* [Instructions for the task] Please resume the text on document databases and other NoSQL stores, writing on from the end of its last paragraph.

* [Extract provided]
By now it should be obvious that I’m quite fond of alternatives data stores (call them NoSQL if you must). I’ve given quite a few talks on the subjects recently, and had the honor of being a guest on the (German) heise Developer Podcast on NoSQL.
There’s some comments and questions that pop up every time alternative databases are being talked about, especially by people deeply rooted in relational thinking. I’ve been there, and I know it requires some rethinking, and also am quite aware that there are some controversial things that basically are the exact opposite of everything you learned in university.
I’d like to address a couple of those with some commentary and my personal experience (Disclaimer: my experience is not the universal truth, it’s simply that: my experience, your mileage may vary). When I speak of things done in practice, I’m talking about how I witnessed things getting done in Real Life™, and how I’ve done them myself, both good and bad. I’m focussing on document databases, but in general everything below holds true for any other kind of non-relational database.
It’s easy to say that all the nice features document databases offer are just aiming for one thing, to scale up. While that may or may not be true, it just doesn’t matter for a lot of people. Scaling is awesome, and it’s a problem everyone wants to solve, but in reality it’s not the main issue, at least not for most people. Also, it’s not an impossible thing to do even with MySQL, I’ve had my fun doing so, and it sure was an experience, but it can be done.
It’s about getting stuff done. There’s a lot more to alternative databases in general, and document databases in particular, that I like, not just the ability to scale up. They simply can make my life easier, if I let them. If I can gain productivity while still being aware of the potential risks and pitfalls, it’s a big win in my book.

* [Recorded data]
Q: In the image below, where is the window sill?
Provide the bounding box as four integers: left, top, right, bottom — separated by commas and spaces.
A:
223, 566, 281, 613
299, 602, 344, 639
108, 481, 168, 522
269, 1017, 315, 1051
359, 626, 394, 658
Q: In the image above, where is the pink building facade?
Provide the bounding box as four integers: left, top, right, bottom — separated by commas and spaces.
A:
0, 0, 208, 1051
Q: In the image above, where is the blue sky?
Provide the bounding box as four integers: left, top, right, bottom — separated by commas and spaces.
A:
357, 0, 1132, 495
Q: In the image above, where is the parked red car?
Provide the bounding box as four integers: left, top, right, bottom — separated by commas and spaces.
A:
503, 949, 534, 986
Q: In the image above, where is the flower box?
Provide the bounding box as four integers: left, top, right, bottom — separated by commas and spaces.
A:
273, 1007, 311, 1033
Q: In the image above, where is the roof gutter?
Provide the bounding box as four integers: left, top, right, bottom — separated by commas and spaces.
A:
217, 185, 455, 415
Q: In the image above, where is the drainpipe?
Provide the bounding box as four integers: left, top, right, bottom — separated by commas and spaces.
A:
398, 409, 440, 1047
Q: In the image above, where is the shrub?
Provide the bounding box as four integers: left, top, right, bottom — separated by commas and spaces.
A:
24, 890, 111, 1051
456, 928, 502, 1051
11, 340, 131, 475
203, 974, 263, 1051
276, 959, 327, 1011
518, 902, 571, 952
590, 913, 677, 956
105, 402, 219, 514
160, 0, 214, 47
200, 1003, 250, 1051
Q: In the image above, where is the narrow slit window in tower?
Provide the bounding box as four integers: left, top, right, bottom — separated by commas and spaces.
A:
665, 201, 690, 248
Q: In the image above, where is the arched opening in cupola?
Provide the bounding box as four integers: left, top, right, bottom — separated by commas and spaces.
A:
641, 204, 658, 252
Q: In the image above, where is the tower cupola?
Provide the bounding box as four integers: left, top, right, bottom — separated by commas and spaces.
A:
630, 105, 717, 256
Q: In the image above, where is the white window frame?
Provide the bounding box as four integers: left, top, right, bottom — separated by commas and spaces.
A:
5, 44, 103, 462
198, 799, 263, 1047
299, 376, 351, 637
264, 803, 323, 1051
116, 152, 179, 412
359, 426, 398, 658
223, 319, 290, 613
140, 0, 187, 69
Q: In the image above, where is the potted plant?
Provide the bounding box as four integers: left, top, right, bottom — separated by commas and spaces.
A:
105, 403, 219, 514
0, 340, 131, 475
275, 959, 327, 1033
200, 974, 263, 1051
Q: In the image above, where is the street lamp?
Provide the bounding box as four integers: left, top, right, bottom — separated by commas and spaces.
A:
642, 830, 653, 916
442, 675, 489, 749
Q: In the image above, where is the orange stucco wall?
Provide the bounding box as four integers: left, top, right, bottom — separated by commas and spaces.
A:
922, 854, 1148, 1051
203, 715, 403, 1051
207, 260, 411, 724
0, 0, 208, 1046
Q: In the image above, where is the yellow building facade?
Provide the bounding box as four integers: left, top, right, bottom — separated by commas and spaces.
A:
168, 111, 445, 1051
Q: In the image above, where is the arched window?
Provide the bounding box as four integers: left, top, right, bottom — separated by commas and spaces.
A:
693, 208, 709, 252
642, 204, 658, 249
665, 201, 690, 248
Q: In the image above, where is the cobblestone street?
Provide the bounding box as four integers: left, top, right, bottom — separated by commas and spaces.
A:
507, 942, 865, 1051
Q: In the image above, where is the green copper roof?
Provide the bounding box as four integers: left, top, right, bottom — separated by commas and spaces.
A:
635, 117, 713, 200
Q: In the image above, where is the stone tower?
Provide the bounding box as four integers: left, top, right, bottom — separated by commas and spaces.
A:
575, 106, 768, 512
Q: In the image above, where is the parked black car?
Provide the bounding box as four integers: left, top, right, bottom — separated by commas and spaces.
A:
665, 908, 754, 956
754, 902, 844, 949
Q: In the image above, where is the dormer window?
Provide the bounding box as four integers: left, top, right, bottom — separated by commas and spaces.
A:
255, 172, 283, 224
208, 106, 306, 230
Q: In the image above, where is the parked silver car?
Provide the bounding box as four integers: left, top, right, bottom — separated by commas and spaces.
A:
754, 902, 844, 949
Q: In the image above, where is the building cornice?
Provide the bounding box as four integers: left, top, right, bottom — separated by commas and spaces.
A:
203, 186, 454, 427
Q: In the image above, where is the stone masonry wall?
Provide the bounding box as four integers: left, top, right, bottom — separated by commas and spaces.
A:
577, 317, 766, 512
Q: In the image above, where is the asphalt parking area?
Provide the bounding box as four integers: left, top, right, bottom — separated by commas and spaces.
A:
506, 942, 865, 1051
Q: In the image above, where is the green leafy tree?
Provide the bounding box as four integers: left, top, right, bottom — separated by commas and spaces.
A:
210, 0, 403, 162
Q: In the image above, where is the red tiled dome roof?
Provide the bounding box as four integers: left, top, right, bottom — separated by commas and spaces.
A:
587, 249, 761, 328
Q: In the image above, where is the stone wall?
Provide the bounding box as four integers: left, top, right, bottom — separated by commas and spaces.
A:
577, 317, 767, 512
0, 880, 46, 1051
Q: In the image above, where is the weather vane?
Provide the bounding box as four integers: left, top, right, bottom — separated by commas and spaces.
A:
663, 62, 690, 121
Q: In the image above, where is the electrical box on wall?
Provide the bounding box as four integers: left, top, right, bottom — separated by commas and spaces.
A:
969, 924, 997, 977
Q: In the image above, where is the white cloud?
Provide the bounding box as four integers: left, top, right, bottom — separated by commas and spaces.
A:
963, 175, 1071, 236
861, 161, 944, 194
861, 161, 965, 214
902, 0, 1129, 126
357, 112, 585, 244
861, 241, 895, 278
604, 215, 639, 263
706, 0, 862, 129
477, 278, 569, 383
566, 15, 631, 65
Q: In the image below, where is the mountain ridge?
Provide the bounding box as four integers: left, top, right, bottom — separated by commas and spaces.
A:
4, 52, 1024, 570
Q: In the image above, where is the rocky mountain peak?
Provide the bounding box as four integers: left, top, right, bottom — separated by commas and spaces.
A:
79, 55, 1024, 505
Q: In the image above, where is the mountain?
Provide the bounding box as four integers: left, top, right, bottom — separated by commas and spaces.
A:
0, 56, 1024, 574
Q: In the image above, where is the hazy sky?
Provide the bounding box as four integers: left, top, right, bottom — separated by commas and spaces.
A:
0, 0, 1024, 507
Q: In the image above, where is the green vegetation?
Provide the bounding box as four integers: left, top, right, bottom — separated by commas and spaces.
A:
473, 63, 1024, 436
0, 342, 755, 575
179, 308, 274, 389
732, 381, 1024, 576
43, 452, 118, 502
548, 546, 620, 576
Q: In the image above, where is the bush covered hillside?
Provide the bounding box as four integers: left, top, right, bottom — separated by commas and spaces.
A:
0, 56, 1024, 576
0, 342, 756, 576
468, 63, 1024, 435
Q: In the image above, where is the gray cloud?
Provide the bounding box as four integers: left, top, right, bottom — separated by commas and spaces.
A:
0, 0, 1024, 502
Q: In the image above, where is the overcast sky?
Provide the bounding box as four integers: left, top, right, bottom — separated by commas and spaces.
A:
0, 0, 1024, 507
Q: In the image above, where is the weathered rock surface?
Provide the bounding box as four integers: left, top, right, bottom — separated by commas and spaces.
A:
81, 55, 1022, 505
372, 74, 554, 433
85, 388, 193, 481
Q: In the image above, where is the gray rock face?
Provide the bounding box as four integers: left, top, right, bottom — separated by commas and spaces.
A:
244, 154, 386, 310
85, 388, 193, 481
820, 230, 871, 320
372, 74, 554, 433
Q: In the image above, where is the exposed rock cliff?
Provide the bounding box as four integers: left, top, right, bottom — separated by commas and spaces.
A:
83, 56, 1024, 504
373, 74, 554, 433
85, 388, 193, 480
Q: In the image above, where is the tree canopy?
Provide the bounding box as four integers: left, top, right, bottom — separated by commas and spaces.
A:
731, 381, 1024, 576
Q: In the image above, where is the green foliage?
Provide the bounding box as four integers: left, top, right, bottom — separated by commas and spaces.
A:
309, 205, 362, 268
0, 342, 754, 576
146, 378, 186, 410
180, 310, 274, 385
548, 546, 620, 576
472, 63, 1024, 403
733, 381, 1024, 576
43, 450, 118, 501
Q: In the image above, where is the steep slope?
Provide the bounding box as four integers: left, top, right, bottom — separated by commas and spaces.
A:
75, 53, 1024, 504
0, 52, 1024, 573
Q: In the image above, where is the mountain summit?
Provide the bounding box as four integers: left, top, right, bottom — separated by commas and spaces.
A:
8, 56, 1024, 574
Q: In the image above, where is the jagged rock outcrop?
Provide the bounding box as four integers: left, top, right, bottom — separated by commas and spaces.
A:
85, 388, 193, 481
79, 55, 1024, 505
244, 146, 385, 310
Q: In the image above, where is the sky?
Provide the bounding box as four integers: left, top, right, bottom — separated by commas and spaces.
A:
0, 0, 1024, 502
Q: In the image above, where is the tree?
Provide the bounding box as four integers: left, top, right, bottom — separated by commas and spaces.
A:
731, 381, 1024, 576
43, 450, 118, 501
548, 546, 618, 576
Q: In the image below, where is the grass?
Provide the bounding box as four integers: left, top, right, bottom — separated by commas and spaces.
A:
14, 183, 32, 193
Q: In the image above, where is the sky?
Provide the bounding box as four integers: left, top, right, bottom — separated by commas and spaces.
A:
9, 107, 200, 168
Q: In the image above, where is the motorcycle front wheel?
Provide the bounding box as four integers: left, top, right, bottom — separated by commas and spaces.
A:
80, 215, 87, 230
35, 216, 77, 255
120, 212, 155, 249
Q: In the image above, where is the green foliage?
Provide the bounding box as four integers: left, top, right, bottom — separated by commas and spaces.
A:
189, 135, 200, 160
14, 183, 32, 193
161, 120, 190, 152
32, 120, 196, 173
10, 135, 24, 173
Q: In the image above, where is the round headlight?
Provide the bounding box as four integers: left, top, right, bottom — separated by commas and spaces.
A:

* [Response to this task]
What you’ll find, when you really think about it, is that everything below holds true no matter what database you’re using. Depending on your use case, it can even apply to relational databases.
Relational Databases are all about the Data
Yes, they are. They are about trying to fit your data into a constrained schema, constrained in length, type, and other things if you see fit. They’re about building relationships between your data in a strongly coupled way, think foreign key constraints. Whenever you need to add data, you need to migrate your schema. That’s what they do. They’re good at enforcing a set of ground rules on your data.
See where I’m going with this? Even though relational databases tried to be a perfect fit for data, they ended up being a pain once that data needed to evolve. If you haven’t felt that pain yet, good for you. I certainly have. Tabular data sounds nice in theory, and is pretty easy to handle in Excel, but in practice, it causes some pain. A lot of that pain stemmed from people using MySQL, yes, but take that argument to the guy who wrote it and sold it to people as the nicest and simplest SQL database out there.
It’s easy to get your data into a schema once, but it gets a lot harder to change the schema and the data into a different schema at a later point in time. While data sticks around, the schema evolves constantly. Something relational databases aren’t very good at supporting.
Relational Databases Enforce Data Consistency
They sure do, that’s what they were built for. Constraints, foreign keys, all the magic tricks. Take Rails as a counter-example. It fostered the idea that all that stuff is supposed to be part of the application, not the database. Does it have trade-offs? Sure, but it’s part of your application. In practice, that was correct, for the most part, although I can hear a thousand Postgres users scream. There’s always an area that requires constraints on the database level, otherwise they wouldn’t have been created in the first place.
But most web applications can live fine without it, they benefit from being free about their data, to shape it in whichever way they like, adding consistency on the application level. The consistency suddenly lies in your hands, a responsibility not everyone is comfortable with. You’re suddenly forced to think more about edge cases. But you sure as hell don’t have to live without consistent data, quite the opposite. The difference is that you’re taking care of the consistency yourself, in terms of your use case, not using a generic one-fits-all solution.
Relationships between data aren’t always strict. They can be loosely linked, what’s the point of enforcing consistency when you don’t care if a piece of data still exists or not? You handle it gracefully in your application code if you do.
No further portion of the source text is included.